Texte extrait:
>>>
Dans les pas d’un expert en assurance à Breil-sur-Roya
Dégâts des eaux, cabanon emporté, restaurant ravagé... Immersion avec un expert chargé d’évaluer les dégâts causés par la tempête. Un exercice délicat face à la détresse des sinistrés
Alors là, les deux volets ont lâché. Avec la force du vent, ils ont été emportés ! Après, il y a les fissures qui sont sorties... » Breil-sur-Roya, rue de Turin, avanthier. Stéphane, 63 ans, montre la façade de l’immeuble où sa fille est locataire à Alexis Sauvaire. Cet expert Saretec a été mandaté à cette adresse par la Maif. Sa mission : évaluer les ravages causés par la tempête Alex. Il vient de ClermontFerrand pour « aider les collègues sur le secteur ». Un secteur où les dégâts sont inouïs.
<<<
Consignes et exigences: Prolongez le reportage consacré à l'expert en assurance à Breil-sur-Roya en reprenant après sa dernière phrase.

Entrées enregistrées:
>>>
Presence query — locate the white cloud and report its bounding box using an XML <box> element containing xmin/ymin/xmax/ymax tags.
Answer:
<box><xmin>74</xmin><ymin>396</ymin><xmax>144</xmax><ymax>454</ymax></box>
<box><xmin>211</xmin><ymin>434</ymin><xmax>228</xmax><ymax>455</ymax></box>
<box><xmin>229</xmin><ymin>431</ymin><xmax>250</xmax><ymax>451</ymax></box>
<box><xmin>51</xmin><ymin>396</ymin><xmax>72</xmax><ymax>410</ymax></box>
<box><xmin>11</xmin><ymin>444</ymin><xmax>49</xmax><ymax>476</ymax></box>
<<<
>>>
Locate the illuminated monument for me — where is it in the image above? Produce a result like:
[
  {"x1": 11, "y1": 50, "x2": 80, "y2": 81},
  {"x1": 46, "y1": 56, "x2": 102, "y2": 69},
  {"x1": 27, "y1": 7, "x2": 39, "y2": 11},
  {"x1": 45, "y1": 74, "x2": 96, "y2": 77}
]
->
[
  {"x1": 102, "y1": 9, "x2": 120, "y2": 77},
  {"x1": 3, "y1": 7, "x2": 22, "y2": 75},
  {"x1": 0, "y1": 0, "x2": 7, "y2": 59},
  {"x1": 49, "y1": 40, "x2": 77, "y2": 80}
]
<<<
>>>
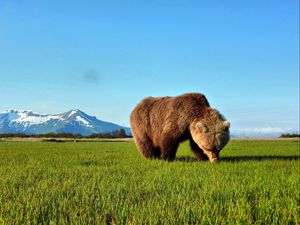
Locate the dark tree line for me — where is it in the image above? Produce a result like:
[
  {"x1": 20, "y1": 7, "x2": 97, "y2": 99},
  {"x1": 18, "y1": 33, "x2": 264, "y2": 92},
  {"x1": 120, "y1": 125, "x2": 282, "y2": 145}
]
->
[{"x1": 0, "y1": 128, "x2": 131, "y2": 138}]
<<<
Réponse attendue:
Cette rue-là est relativement épargnée, et dégagée. Un tas de tuiles évoque la catastrophe. Alexis Sauvaire suit Stéphane dans l’immeuble. Le sexagénaire désigne les marches d’escalier fatiguées, les murs un peu tachés... Mais l’expert en assurance ne s’attarde pas. Pardessus son masque, son regard perplexe laisse entrevoir le verdict : « Bon, zéro. Il n’y a rien ici. » Alexis Sauvaire n’est pas surpris : « Sur 2000 déclarations, il y a 100 dossiers vraiment urgents. » Si cet expert a parcouru 700 kilomètres, c’est bien pour constater les dégâts liés à Alex. Les gros, surtout. Inondations, effondrements, maisons emportées... « Suite à de tels événements, on se déplace chez les gens, pour étudier leur sinistre. Leur montrer qu’on est là, aussi. Le but, c’est d’abord de les accompagner dans la première phase, où ils ont fait la déclaration. » La bonne attitude ? « Beaucoup de pédagogie, d’empathie et d’accompagnement.
Dans ces régions, les gens ont perdu toute leur vie... »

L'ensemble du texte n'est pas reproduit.